_Written task_
Can all of these lines be returned exactly?

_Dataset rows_
^^^^^^^^

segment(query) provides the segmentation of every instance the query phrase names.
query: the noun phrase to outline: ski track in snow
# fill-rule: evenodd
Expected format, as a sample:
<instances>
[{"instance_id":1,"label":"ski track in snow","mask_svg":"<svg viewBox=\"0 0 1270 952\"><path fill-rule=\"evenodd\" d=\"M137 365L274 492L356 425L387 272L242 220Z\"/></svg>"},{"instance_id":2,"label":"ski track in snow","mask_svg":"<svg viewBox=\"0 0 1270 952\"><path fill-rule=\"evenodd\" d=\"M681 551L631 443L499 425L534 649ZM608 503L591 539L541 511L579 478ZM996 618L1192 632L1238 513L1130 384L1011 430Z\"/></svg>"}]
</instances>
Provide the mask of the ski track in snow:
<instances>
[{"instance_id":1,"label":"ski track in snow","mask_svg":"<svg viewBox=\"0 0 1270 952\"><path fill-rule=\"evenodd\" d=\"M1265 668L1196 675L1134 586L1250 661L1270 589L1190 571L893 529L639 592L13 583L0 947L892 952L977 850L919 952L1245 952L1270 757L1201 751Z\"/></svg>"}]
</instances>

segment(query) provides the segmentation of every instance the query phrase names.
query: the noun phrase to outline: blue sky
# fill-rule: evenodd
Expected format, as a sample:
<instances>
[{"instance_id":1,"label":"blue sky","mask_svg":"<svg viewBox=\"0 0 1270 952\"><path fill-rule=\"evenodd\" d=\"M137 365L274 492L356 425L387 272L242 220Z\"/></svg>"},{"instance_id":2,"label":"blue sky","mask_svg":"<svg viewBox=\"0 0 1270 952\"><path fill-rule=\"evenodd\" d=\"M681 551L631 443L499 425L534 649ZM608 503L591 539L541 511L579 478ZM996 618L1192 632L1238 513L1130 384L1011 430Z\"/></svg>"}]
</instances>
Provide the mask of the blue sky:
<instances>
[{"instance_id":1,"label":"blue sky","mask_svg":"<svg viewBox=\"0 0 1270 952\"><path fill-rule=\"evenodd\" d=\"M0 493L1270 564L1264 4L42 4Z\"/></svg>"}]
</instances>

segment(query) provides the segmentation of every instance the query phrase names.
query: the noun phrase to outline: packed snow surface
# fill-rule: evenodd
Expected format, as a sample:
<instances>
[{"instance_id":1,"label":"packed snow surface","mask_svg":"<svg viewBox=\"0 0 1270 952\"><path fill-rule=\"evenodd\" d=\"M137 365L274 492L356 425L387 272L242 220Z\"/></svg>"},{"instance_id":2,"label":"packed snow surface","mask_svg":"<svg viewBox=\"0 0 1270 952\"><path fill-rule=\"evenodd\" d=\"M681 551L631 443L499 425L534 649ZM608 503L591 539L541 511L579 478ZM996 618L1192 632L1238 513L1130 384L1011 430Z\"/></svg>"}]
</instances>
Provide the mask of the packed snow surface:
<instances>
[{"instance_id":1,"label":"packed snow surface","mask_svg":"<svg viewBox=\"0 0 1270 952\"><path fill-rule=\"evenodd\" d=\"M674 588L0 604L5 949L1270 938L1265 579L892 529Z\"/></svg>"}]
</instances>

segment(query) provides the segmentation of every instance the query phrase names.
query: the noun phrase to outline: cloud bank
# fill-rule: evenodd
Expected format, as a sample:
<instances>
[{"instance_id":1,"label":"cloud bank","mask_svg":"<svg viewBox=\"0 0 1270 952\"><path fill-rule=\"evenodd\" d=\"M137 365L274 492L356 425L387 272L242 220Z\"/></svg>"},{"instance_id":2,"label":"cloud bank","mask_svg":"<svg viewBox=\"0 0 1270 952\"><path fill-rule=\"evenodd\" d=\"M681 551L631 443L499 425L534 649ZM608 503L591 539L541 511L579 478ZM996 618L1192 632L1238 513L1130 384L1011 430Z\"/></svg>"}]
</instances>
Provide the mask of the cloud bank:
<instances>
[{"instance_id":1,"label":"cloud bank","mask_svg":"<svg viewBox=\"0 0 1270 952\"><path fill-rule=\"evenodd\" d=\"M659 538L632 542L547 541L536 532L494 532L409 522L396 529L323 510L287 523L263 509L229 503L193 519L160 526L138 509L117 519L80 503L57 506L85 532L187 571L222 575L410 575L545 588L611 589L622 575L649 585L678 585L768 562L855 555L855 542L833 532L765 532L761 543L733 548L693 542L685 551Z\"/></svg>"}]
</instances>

^^^^^^^^

_Answer to this exercise_
segment(query) provides the segmentation of every instance the query phrase names.
query: the noun phrase to outline: ski track in snow
# fill-rule: evenodd
Expected format, as a sample:
<instances>
[{"instance_id":1,"label":"ski track in snow","mask_svg":"<svg viewBox=\"0 0 1270 952\"><path fill-rule=\"evenodd\" d=\"M137 365L274 492L356 425L387 272L242 220Z\"/></svg>"},{"instance_id":2,"label":"ski track in snow","mask_svg":"<svg viewBox=\"0 0 1270 952\"><path fill-rule=\"evenodd\" d=\"M681 551L631 443L499 425L534 649ZM608 503L591 539L541 511L579 478ZM996 618L1192 632L1238 513L1130 384L1011 430Z\"/></svg>"}]
</instances>
Provide the mask of the ski track in snow:
<instances>
[{"instance_id":1,"label":"ski track in snow","mask_svg":"<svg viewBox=\"0 0 1270 952\"><path fill-rule=\"evenodd\" d=\"M1265 668L1196 675L1134 586L1250 661L1270 589L1190 571L893 529L639 592L13 583L0 947L892 952L977 850L919 952L1245 952L1270 757L1201 751Z\"/></svg>"}]
</instances>

segment(query) provides the segmentation of every instance the query phrase names.
query: the noun phrase to outline: blue sky
# fill-rule: evenodd
Expected format, as a sample:
<instances>
[{"instance_id":1,"label":"blue sky","mask_svg":"<svg viewBox=\"0 0 1270 952\"><path fill-rule=\"evenodd\" d=\"M137 365L274 492L356 425L387 272L242 220Z\"/></svg>"},{"instance_id":2,"label":"blue sky","mask_svg":"<svg viewBox=\"0 0 1270 952\"><path fill-rule=\"evenodd\" d=\"M681 551L631 443L499 425L534 649ZM608 503L591 539L541 511L579 478ZM996 618L1192 632L1238 513L1130 384L1011 430Z\"/></svg>"}]
</instances>
Provide the mask of the blue sky:
<instances>
[{"instance_id":1,"label":"blue sky","mask_svg":"<svg viewBox=\"0 0 1270 952\"><path fill-rule=\"evenodd\" d=\"M0 493L1270 564L1264 4L42 4Z\"/></svg>"}]
</instances>

segment(query) provides the segmentation of every instance the query phrase names.
query: the noun phrase to outline: packed snow surface
# fill-rule: evenodd
Expected format, as a sample:
<instances>
[{"instance_id":1,"label":"packed snow surface","mask_svg":"<svg viewBox=\"0 0 1270 952\"><path fill-rule=\"evenodd\" d=\"M137 365L274 492L356 425L387 272L242 220Z\"/></svg>"},{"instance_id":2,"label":"packed snow surface","mask_svg":"<svg viewBox=\"0 0 1270 952\"><path fill-rule=\"evenodd\" d=\"M681 551L631 443L499 425L534 649ZM608 503L591 539L541 511L579 478ZM996 618L1192 632L1238 513L1130 384L1011 430Z\"/></svg>"}]
</instances>
Provide the mask of the packed snow surface:
<instances>
[{"instance_id":1,"label":"packed snow surface","mask_svg":"<svg viewBox=\"0 0 1270 952\"><path fill-rule=\"evenodd\" d=\"M674 588L0 604L5 949L1270 938L1265 579L892 529Z\"/></svg>"}]
</instances>

segment(query) provides the segmentation of every instance the query phrase names.
query: the noun phrase to outline: cloud bank
# fill-rule: evenodd
Expected format, as a sample:
<instances>
[{"instance_id":1,"label":"cloud bank","mask_svg":"<svg viewBox=\"0 0 1270 952\"><path fill-rule=\"evenodd\" d=\"M137 365L274 492L356 425L387 272L242 220Z\"/></svg>"},{"instance_id":2,"label":"cloud bank","mask_svg":"<svg viewBox=\"0 0 1270 952\"><path fill-rule=\"evenodd\" d=\"M681 551L631 443L499 425L534 649ZM608 503L591 539L541 511L579 478ZM996 618L1192 632L1238 513L1130 384L1011 430Z\"/></svg>"}]
</instances>
Provide the mask of the cloud bank:
<instances>
[{"instance_id":1,"label":"cloud bank","mask_svg":"<svg viewBox=\"0 0 1270 952\"><path fill-rule=\"evenodd\" d=\"M659 538L632 542L547 541L536 532L494 532L409 522L396 529L323 510L287 523L263 509L229 503L193 519L160 526L138 509L117 519L80 503L57 506L85 532L187 571L222 575L410 575L545 588L611 589L622 575L649 585L678 585L768 562L855 555L855 542L833 532L765 532L761 543L733 548L693 542L685 551Z\"/></svg>"}]
</instances>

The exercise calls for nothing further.